(Beginning of TEXT SHOWN)

This may be a tale that only dentists can appreciate, but the teeth of dead Yellowstone wolves are helping scientists understand the life of predators more than 11,000 years ago.
Inside the Yellowstone Heritage and Research Center is a collection of 160 skulls of adult Yellowstone wolves. By examining the skulls, along with other collections from around the country and world, UCLA professor of ecology and evolutionary biology Blaire Van Valkenburgh and her colleagues have theorized a relationship between the declining amount of prey available and how the big canines consume their wildlife kills.
The theory is based on cracked and broken wolf teeth and the number of prey animals available to the predators, along with how much of their kills the predators consume. In Yellowstone, for example, wolf biologist Doug Smith said researchers will assess wolf kill sites to examine the number of bones present.
“When (wolves) are not so hungry, they don’t chew on the long bones so much,” he said.
For example, in Yellowstone, the ratio of elk to wolves was more than 600-to-1 when wolves were reintroduced to the park in 1995. Since reintroduction 90% of the wolves’ diet has been elk. With lots of elk on the landscape, wolves initially flourished. But the hunting gradually became more difficult as elk numbers declined to a ratio of about 100-to-1.
By examining the Yellowstone wolf skulls, Van Valkenburgh saw that in the first 10 years after their reintroduction the wolves rarely broke their teeth. But in the next decade, as the elk population fell, the number of broken wolves’ teeth doubled.
Since elk were getting harder to find and kill, the broken teeth were likely the result of the wolves consuming more of the elk carcasses, including munching on bones in search of additional nourishment from bone marrow, Van Valkenburgh and her colleagues theorized. That resulted in more cracked and broken wolf teeth.
“Broken teeth cannot heal, so most of the time, carnivores are not going to chew on bones and risk breaking their teeth unless they have to,” Van Valkenburgh said.
Smith said even though the Yellowstone wolves suffered more broken teeth, 90% were still in pretty good shape. One thing he has noticed in looking at the wolf skulls is that about half have misaligned teeth.
“Quite often, they have wear that’s indicative of a misaligned bite,” he said. “I’m pretty sure it’s because they get kicked in the face all of the time (when pursuing bison and elk). They always deal with it. Wolves are resilient.”
So how does this relate to ancient predators during the Pleistocene, an epoch that stretched from 2.5 million years ago to about 11,700 years ago?
In the 1990s, Van Valkenburgh and other scientists had examined the skulls of Pleistocene predators — such as dire wolves and saber-toothed cats — that were pulled from California’s La Brea Tar Pits. Those animals had shown rates of broken teeth that were two to four times higher than in modern animals.
“Our new study suggests that the cause of this tooth fracture may have been more intense competition for food in the past than in present large carnivore communities,” Van Valkenburgh said.
As large plant eaters like giant ground sloths, mammoths and mastodons declined in the Pleistocene, their predators had to crunch more bones to get the nutrition they needed. Why the large herbivores and their predators went extinct has been debated, although human hunters and climate change are two of the main suspects.
With the loss of their main prey the ferocious predators of the Pleistocene — animals that in some cases were twice as big as today’s tigers, African lions and spotted hyenas — also became extinct.

(End of TEXT SHOWN)

* **YOUR TASKS**:
1) Answer these questions about the article on Yellowstone wolf teeth:
(a) How many skulls of adult Yellowstone wolves are in the collection at the Yellowstone Heritage and Research Center?
(b) What share of the wolves' diet has been elk since their reintroduction?
(c) How much higher were the rates of broken teeth in the La Brea Tar Pits predators than in modern animals?
2) Summarize the article on Yellowstone wolf teeth in two sentences.
The lines after this have no connection to the text.

(Beginning of SOURCE INFORMATION)

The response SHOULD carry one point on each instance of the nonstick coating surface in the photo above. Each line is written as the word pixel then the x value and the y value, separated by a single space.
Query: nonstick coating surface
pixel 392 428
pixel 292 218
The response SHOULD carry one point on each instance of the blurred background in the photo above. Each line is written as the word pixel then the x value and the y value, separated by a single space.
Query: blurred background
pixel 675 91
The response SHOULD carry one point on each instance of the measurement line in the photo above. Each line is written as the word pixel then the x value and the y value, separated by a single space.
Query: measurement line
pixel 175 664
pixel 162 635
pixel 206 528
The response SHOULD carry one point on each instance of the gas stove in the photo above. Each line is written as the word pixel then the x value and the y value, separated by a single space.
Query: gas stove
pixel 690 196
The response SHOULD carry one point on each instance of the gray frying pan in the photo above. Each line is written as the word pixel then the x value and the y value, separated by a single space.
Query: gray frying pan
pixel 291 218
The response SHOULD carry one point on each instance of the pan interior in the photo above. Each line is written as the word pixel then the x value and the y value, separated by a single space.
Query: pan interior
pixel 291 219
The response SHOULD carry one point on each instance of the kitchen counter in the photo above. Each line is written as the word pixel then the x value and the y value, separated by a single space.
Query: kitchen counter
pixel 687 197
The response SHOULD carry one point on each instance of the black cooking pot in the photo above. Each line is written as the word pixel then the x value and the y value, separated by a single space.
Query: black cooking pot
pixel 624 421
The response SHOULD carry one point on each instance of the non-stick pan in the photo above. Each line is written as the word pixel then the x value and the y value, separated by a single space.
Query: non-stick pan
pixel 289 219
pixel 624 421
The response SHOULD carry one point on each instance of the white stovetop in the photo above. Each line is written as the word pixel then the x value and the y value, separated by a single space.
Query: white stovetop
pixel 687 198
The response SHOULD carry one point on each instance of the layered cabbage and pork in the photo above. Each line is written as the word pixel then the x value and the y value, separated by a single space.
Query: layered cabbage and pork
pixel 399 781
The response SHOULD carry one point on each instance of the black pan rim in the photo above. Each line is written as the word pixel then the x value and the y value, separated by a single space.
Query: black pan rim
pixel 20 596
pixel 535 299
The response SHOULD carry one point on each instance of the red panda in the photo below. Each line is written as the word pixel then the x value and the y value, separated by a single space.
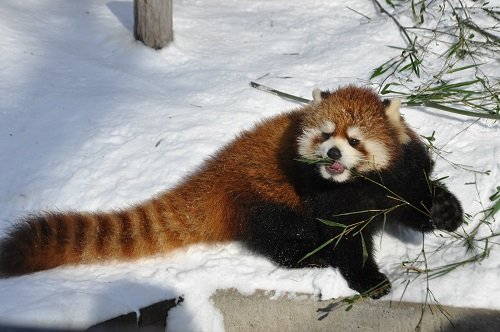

(End of SOURCE INFORMATION)

* **PROBLEM SOLUTIONS**:
1)
(a) 160
(b) 90%
(c) Two to four times higher

2) Yellowstone wolf skulls show that broken teeth doubled in the second decade after the 1995 reintroduction as the elk-to-wolf ratio fell from more than 600-to-1 to about 100-to-1, which Van Valkenburgh and her colleagues theorized came from wolves consuming more of their kills, including bones. Van Valkenburgh said the new study suggests that the far higher rates of tooth fracture in Pleistocene predators from the La Brea Tar Pits may have come from more intense competition for food in the past.